(Stored items)
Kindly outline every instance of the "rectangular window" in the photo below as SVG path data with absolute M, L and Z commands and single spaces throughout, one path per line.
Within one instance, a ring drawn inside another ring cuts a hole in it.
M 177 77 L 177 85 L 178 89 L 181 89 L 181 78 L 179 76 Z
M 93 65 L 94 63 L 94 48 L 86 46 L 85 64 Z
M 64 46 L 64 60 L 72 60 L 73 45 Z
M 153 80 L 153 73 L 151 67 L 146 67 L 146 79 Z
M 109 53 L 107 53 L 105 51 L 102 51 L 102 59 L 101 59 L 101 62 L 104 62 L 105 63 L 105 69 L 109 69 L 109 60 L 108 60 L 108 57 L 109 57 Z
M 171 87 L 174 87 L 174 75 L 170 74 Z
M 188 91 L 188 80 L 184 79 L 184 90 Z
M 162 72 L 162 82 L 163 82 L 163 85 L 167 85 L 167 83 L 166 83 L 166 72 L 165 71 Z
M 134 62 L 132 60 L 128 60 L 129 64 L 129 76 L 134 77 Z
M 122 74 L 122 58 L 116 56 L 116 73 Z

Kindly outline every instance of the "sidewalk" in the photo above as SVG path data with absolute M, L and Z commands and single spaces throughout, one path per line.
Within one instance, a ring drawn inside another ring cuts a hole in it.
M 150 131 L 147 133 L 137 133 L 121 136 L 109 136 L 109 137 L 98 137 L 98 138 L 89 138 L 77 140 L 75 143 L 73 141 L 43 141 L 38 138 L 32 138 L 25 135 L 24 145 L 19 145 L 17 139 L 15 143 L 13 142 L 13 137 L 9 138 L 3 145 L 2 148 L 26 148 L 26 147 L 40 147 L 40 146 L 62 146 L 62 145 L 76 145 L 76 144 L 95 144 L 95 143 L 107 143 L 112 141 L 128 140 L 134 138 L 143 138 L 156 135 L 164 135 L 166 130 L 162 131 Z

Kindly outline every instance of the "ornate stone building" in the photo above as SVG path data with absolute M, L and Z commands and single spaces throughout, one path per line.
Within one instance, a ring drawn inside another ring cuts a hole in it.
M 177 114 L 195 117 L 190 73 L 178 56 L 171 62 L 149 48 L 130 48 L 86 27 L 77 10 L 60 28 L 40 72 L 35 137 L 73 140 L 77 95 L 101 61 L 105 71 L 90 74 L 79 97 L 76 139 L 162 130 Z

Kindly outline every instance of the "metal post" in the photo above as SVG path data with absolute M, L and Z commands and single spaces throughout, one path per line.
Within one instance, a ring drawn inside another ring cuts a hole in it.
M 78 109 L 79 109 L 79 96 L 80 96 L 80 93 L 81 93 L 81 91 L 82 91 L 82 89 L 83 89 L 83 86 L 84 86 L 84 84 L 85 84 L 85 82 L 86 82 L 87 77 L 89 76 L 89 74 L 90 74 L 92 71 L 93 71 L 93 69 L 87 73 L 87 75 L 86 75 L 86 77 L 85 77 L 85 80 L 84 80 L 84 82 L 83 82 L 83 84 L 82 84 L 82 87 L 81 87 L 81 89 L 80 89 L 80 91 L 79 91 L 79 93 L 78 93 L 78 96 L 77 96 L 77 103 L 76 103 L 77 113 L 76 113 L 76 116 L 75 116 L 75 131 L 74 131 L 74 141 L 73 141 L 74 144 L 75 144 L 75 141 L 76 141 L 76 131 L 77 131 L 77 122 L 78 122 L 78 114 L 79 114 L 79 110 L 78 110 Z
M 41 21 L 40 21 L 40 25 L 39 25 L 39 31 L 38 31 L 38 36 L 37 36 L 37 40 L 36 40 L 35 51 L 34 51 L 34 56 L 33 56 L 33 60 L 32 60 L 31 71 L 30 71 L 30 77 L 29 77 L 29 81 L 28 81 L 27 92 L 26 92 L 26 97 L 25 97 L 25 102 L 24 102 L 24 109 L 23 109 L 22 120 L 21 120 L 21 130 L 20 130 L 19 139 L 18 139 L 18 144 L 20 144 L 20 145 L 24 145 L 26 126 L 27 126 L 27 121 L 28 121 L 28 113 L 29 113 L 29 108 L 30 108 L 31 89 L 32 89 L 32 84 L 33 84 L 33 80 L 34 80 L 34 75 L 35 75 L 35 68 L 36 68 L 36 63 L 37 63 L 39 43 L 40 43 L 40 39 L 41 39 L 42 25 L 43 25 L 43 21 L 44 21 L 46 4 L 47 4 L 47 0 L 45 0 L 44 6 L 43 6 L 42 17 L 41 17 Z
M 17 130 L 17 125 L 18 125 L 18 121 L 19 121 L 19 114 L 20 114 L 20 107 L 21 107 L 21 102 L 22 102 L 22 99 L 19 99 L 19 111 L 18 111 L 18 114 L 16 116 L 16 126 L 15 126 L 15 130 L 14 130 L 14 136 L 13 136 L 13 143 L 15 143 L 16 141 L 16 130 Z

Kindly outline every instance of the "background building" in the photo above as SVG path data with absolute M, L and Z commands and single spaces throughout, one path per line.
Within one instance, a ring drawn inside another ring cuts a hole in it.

→ **Problem to work on**
Gather every line of the records that contains the word "building". Treat uppercase and lowercase letters as different.

→ **Solution**
Kindly outline every instance of the "ornate stone building" in the photo above as SVG path data with absolute M, L and Z commands and single spaces throughout, one path per line.
Kindly outline every instance of the "background building" in the photo above as SVG path data with absolute M, L and Z commands and single spaces throughout, one path per line.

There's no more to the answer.